TEXTAUSZUG

+===+

Die Deutsche Bahn muss kein Billigheimer sein, um in der Konkurrenz mit Auto oder Flugzeug punkten zu können. Bahnkunden legen Wert auf Qualität und die darf ruhig etwas kosten. Ärgerlich allerdings, wenn die DB nur noch aufs teure Spitzenprodukt ICE setzt und die Interregio- und Intercity-Züge für die weniger anspruchsvollen Reisenden aus dem Programm
fallen. Ärgerlich auch, wenn es zum vollen Preis nur den Stehplatz im Gang oder den Sitzplatz im nicht-klimatisierten 50er-Jahre-Abteil gibt.
Viele Kundenforderungen hat die Deutsche Bahn AG bereits erfüllt, wie zum Beispiel die BahnCard mit 50 Prozent Rabatt für Vielfahrer sowie günstige Sparpreise und Sonderangebote für Gelegenheitskunden.

   
 

Kundenwunsch Nr. 2

Pünktliche Züge

 

Ein großer Vorteil der Bahn gegenüber dem Auto ist die Planbarkeit der Reise. Fünf Minuten vor Abfahrt am Bahnhof sein, Kaffee holen, einsteigen, abfahren. Davon träumen die Fahrgäste. Wer morgens regelmäßig eine halbe Stunde frierend auf dem Bahnsteig steht, weil der Zug Verspätung hat, oder immer einen Zug früher zum Geschäftstermin nehmen muss, weil er sonst nicht pünktlich ist, verliert schnell das Vertrauen in das System Bahn. Die Kunden wollen sich auf die Bahn verlassen können. Wofür gibt es Fahrpläne? Die dürften dafür ruhig mit etwas mehr Puffer geplant sein. Denn was hilft es, auf der Strecke Köln–Frankfurt Spitzenzeiten zu erzielen, wenn schon bei der kleinsten Störung der Anschlusszug weg ist?

+===+

AUFGABENSTELLUNG
- a) Gib einen Abschnitt aus dem Textauszug über die Deutsche Bahn wortgetreu wieder. Setze bei den Worten "Kundenwunsch Nr. 2" ein und ende nach "Anschlusszug weg ist?".
- b) Welche Beispiele für bereits erfüllte Kundenforderungen nennt der Textauszug über die Deutsche Bahn?

Gespeicherte Dateneinträge:

+===+

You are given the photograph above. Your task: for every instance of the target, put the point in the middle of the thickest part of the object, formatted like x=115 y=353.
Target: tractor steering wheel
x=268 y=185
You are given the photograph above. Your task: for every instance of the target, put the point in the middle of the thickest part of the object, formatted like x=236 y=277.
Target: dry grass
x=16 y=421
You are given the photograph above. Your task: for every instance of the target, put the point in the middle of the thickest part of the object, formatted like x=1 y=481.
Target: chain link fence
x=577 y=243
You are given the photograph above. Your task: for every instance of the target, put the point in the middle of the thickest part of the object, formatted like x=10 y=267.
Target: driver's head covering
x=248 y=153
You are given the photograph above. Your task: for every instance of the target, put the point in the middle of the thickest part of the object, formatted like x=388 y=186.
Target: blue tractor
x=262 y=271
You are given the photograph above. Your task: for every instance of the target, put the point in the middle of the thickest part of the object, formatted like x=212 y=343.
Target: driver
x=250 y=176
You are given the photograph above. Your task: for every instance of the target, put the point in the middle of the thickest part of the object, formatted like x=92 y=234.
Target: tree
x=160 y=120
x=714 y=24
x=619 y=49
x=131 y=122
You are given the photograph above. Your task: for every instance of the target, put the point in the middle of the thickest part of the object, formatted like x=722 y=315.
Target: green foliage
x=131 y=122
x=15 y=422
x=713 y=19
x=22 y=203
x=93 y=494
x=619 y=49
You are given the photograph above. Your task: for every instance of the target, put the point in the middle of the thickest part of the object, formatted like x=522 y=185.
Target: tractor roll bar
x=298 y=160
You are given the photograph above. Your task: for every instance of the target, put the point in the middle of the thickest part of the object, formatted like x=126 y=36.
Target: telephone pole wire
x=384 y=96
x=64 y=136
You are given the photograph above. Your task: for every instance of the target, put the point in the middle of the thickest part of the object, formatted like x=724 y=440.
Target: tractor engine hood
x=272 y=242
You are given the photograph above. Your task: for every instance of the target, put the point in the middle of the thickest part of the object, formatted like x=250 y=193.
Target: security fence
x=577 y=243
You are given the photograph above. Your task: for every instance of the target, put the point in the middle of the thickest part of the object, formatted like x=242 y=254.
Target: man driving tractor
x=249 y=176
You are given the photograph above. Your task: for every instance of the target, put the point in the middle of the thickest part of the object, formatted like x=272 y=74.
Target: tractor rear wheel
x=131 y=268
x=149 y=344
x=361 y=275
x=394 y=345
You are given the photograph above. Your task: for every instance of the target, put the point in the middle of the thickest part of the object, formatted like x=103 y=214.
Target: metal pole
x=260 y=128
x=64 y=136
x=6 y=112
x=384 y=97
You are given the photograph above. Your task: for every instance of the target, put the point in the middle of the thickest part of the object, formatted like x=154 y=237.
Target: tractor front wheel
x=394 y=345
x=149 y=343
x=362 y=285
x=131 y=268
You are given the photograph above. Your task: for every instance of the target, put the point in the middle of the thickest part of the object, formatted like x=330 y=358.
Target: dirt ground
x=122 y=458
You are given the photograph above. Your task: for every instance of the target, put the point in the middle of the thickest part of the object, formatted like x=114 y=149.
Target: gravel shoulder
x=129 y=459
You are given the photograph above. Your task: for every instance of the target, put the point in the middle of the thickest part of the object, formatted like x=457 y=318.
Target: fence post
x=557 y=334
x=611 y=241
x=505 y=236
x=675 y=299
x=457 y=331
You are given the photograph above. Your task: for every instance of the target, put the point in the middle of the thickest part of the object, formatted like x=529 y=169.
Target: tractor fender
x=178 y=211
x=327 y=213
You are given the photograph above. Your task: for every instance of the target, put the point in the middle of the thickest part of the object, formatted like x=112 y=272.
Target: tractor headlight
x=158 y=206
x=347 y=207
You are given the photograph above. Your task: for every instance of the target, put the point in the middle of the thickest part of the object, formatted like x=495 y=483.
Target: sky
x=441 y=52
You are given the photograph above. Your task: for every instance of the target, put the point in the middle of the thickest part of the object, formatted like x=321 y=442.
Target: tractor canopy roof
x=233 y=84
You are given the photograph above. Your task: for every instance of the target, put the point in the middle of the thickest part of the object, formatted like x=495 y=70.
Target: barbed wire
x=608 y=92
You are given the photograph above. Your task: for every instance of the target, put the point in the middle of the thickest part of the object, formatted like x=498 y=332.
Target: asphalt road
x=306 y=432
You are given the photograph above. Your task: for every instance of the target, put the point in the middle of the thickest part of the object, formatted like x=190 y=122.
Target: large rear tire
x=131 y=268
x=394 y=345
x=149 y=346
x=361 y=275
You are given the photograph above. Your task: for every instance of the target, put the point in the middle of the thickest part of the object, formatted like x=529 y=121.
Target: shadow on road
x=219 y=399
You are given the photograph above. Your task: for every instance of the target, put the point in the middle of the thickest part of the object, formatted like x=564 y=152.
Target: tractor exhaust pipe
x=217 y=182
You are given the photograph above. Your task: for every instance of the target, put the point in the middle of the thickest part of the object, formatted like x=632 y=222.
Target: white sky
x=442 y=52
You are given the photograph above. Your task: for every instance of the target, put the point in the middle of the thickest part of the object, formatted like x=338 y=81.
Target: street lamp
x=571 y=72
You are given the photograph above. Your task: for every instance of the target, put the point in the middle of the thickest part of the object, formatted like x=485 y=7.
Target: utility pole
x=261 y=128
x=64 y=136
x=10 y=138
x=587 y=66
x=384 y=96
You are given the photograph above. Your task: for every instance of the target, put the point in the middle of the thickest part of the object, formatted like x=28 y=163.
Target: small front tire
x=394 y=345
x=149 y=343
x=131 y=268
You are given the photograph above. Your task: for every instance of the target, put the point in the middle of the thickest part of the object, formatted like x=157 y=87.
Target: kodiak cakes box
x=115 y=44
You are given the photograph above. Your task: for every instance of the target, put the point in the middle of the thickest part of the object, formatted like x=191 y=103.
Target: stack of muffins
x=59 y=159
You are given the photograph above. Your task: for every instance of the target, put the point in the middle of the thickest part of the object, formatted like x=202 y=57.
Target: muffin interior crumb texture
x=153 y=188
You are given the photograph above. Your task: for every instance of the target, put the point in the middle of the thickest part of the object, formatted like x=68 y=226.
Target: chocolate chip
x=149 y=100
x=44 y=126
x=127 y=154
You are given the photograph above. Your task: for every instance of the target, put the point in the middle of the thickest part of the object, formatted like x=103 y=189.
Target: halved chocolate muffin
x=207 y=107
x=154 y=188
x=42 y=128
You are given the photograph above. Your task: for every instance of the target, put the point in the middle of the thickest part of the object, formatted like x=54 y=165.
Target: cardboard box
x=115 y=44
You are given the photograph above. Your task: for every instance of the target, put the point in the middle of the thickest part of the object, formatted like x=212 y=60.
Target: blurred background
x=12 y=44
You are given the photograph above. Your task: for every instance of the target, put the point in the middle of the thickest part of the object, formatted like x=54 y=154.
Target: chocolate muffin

+===+

BEARBEITETE AUFGABE
- a)
Kundenwunsch Nr. 2

Pünktliche Züge

 

Ein großer Vorteil der Bahn gegenüber dem Auto ist die Planbarkeit der Reise. Fünf Minuten vor Abfahrt am Bahnhof sein, Kaffee holen, einsteigen, abfahren. Davon träumen die Fahrgäste. Wer morgens regelmäßig eine halbe Stunde frierend auf dem Bahnsteig steht, weil der Zug Verspätung hat, oder immer einen Zug früher zum Geschäftstermin nehmen muss, weil er sonst nicht pünktlich ist, verliert schnell das Vertrauen in das System Bahn. Die Kunden wollen sich auf die Bahn verlassen können. Wofür gibt es Fahrpläne? Die dürften dafür ruhig mit etwas mehr Puffer geplant sein. Denn was hilft es, auf der Strecke Köln–Frankfurt Spitzenzeiten zu erzielen, wenn schon bei der kleinsten Störung der Anschlusszug weg ist?

- b) Die BahnCard mit 50 Prozent Rabatt für Vielfahrer sowie günstige Sparpreise und Sonderangebote für Gelegenheitskunden.